# [ESERCIZI]
A – Rispondi a queste domande sulla discussione sul male morale, una per riga:
(i) Secondo Luciano, rispetto a quale contesto si parla di male?
(ii) Che cosa indica Luciano come set degli input?
(iii) Come descrive Luciano lo stato del sistema in esame?
B – Prosegui la discussione sul male morale dopo l'ultima battuta riportata.

# [DOCUMENTO]
....

Ci si può chiedere : male per chi? solo se parliamo del male economico.
> L:
> Male rispetto a che contesto?
Luciano:
Rispetto a un contesto in cui esiste una legge morale che stabilisce cosa è
bene e cosa è male.
> L:
> Qual'era il set degli input?
Luciano:
Le norme morali suggerite dalla coscienza.
L:
> Qual'era lo stato del sistema in esame?
Luciano:
Uno stato psichico con capacità di intendere e di volere.
L:
> Qual'era la funzione di trasferimento in linea diretta e/o
> controreazionata?
Luciano:
Mi chiedi se uno ha fatto il male dopo essere stato provocato? In questo
caso avrebbe qualche attenuante.
>
> Luciano:
> > Allora in che consiste la morale, se esiste solo il bene,
> > e un male che nella realtà non è male?
> > Il male morale vero, autentico, non solo apparente, secondo te esiste o
no?
>
> L:
> Il male come "bastian contrarieria" esiste come tendenza soggettiva, ma
> è un'investigazione relativicizzata.
>
> Esploro tale investigazione relativicizzata:
>
> Ossia ambire alla vittoria di parte contro ciò che _a noi stessi_
> risulta gridare vendetta agli occhi di Dio, ossia essere contro ciò che
> _noi stessi_ risulta basato sulla prevaricazione e contro la verità che
> ci risultava è la tendenza di accogliere la sopraffazione, il
> distruttivismo.
Luciano:
Perché non fai esempi più terra terra?

....

# [RIGHE DI DATI]
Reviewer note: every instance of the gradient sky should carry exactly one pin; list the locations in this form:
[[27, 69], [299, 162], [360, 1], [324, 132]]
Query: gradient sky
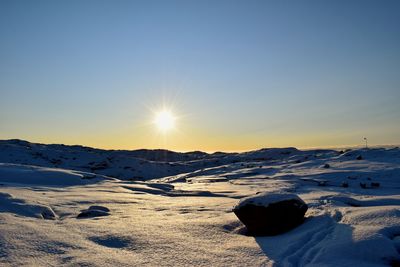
[[238, 75]]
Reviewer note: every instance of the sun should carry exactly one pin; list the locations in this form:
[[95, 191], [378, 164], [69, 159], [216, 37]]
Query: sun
[[164, 120]]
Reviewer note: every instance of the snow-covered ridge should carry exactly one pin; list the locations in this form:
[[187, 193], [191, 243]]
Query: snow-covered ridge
[[133, 165], [59, 206]]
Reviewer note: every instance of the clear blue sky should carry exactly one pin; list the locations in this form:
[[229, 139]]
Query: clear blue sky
[[237, 74]]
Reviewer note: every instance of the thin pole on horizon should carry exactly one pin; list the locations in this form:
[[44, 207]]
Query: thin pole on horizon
[[366, 142]]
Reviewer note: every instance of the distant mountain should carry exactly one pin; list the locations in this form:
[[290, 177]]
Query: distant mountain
[[142, 164]]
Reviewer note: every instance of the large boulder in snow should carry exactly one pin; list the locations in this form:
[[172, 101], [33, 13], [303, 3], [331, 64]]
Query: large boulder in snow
[[270, 214]]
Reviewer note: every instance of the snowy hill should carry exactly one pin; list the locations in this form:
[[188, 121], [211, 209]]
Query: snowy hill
[[65, 206]]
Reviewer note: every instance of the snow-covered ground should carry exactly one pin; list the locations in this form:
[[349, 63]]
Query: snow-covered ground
[[174, 209]]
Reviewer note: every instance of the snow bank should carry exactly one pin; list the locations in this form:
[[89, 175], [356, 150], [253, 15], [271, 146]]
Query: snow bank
[[33, 175]]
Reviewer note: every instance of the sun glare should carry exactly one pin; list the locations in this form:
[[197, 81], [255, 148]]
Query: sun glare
[[164, 121]]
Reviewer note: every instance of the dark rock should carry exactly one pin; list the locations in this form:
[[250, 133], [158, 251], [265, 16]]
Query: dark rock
[[92, 213], [375, 184], [97, 207], [270, 214]]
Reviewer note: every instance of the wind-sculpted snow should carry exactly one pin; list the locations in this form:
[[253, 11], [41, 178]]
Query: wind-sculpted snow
[[185, 218]]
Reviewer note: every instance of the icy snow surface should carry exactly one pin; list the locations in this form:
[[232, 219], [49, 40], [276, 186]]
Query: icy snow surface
[[183, 217]]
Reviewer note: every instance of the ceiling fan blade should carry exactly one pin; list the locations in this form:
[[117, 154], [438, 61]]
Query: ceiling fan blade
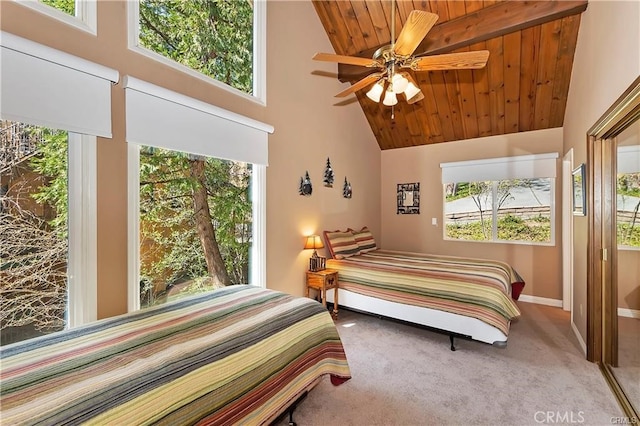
[[418, 24], [451, 61], [351, 60], [371, 78]]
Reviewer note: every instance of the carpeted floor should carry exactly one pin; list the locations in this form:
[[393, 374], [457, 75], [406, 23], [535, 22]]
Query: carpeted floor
[[404, 375]]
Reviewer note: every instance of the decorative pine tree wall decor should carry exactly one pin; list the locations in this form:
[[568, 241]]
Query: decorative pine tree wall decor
[[346, 189], [328, 175]]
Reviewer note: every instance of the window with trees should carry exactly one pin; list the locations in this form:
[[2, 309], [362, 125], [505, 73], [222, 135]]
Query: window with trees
[[33, 230], [223, 40], [628, 197], [515, 203], [195, 224], [196, 190]]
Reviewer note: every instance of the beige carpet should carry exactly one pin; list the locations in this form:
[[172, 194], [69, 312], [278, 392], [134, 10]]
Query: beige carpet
[[404, 375]]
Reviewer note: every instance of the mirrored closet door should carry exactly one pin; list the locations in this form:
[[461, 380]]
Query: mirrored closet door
[[613, 204]]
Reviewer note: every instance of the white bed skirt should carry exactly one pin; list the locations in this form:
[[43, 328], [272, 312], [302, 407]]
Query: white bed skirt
[[446, 321]]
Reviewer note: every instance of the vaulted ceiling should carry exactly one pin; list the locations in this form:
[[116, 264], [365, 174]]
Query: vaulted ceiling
[[523, 87]]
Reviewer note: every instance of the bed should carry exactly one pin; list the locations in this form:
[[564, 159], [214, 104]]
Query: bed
[[241, 354], [464, 297]]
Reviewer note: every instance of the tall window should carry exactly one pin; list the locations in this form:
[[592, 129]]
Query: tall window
[[197, 181], [195, 224], [224, 40], [628, 197], [33, 230], [515, 203]]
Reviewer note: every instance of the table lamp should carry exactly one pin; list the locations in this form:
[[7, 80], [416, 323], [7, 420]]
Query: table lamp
[[316, 263]]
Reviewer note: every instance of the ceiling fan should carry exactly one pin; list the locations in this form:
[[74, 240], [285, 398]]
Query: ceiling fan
[[392, 61]]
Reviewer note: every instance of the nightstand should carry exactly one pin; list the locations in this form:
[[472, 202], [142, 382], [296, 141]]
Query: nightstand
[[322, 281]]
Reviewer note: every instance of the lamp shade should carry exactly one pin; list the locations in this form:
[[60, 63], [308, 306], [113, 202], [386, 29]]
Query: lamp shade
[[313, 242], [376, 91], [400, 83], [390, 98], [411, 90]]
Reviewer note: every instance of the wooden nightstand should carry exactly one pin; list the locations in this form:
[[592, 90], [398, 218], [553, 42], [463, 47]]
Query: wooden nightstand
[[322, 281]]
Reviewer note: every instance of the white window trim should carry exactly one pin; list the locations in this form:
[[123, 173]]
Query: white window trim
[[82, 216], [259, 53], [86, 18], [494, 237], [503, 168], [257, 257], [497, 169]]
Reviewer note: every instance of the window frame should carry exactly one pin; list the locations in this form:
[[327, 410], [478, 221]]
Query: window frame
[[259, 52], [257, 256], [494, 170], [82, 275], [86, 18]]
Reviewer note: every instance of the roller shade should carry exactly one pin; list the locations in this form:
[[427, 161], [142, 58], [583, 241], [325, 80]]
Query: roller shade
[[504, 168], [629, 159], [50, 88], [165, 119]]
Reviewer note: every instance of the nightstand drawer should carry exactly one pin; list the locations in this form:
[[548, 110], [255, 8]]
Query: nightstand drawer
[[323, 281]]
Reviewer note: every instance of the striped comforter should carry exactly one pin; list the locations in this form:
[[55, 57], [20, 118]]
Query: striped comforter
[[476, 288], [240, 354]]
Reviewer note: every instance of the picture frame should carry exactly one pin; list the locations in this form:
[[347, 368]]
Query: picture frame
[[408, 198], [579, 190]]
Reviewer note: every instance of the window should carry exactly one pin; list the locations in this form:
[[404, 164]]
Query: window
[[628, 194], [220, 40], [47, 244], [513, 203], [72, 96], [81, 14], [180, 251], [197, 142]]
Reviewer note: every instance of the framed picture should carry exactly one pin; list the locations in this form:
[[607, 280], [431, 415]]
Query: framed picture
[[579, 191], [408, 198]]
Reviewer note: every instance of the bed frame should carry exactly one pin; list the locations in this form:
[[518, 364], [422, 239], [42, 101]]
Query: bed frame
[[452, 324]]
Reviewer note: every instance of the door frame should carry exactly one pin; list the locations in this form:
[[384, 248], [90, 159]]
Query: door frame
[[602, 250]]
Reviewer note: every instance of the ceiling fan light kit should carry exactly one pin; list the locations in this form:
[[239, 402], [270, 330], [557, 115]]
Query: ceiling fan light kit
[[390, 98], [399, 83], [375, 93], [400, 55]]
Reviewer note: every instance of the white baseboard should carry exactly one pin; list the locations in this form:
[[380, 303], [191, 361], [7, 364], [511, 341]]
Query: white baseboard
[[540, 300], [629, 313], [579, 337]]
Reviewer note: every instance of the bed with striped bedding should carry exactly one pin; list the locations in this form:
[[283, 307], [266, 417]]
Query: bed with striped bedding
[[483, 290], [241, 354]]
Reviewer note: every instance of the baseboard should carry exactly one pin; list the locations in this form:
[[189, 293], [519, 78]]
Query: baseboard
[[540, 300], [629, 313], [579, 337]]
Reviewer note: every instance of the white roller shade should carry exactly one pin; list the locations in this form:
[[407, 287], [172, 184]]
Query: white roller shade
[[166, 119], [47, 87], [629, 159], [504, 168]]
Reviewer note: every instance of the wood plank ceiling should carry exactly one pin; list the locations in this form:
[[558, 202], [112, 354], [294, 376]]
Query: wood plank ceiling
[[523, 87]]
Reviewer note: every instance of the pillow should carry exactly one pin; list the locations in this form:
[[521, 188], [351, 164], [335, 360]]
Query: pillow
[[341, 244], [364, 240]]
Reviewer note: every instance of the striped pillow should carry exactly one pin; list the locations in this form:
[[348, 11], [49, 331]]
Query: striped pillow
[[364, 240], [341, 244]]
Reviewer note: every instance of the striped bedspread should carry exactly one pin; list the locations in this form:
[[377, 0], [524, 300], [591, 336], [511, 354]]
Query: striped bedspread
[[235, 355], [476, 288]]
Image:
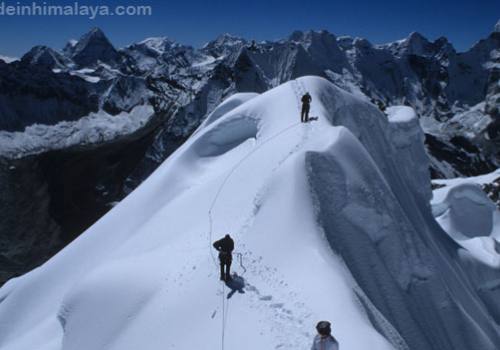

....

# [SOLUZIONI PER ESERCIZIO]
A –
(i) Un contesto in cui esiste una legge morale che stabilisce cosa è bene e cosa è male.
(ii) Le norme morali suggerite dalla coscienza.
(iii) Uno stato psichico con capacità di intendere e di volere.

B –
Per me un esempio di male, che non è bastiancontrarieria, e non è
relativicizzato, è rapinare la pensione a una vecchietta che esce
dall'ufficio postale. Che non è neanche una vittoria di parte, né
distruttivismo, né contro la verità.
> L:
> Nell'icona dell'attività luciferina non vi è la incoscienza che Dio non
> avesse diritto a esser nomato "Colui di cui non vi è il maggiore".
>
> Vi è l'invidere che ciò sia nella disponibilità di chi ne abbia i
> "titoli" la legittimità alla funzione della completezza e cercare non
> una sinergia (fondersi nell'UNO) ma un'antitesi per ambire al potere
> anche tramite la mal-versazione.
>
> Esploro invece ora la investigazione assoluta:
> Ci si chiede spesso:
> Ma -allora- se ciò era male .. perché Dio lo consente?
>
> Per il fatto che proponevo dall'inizio di questa discussione:
> Non tutto ciò che relativamente (con un'analisi parziale, da un punto di
> vista limitato) sembra male -> poi -> lo è cambiando la base di dati a
> cui si possa accedere (anche nell'oriente vi sono molti gustosi aneddoti
> sul fatto di come anche "lo stesso fatto" possa esser detto bene o male
> al mutare delle informazioni disponibili).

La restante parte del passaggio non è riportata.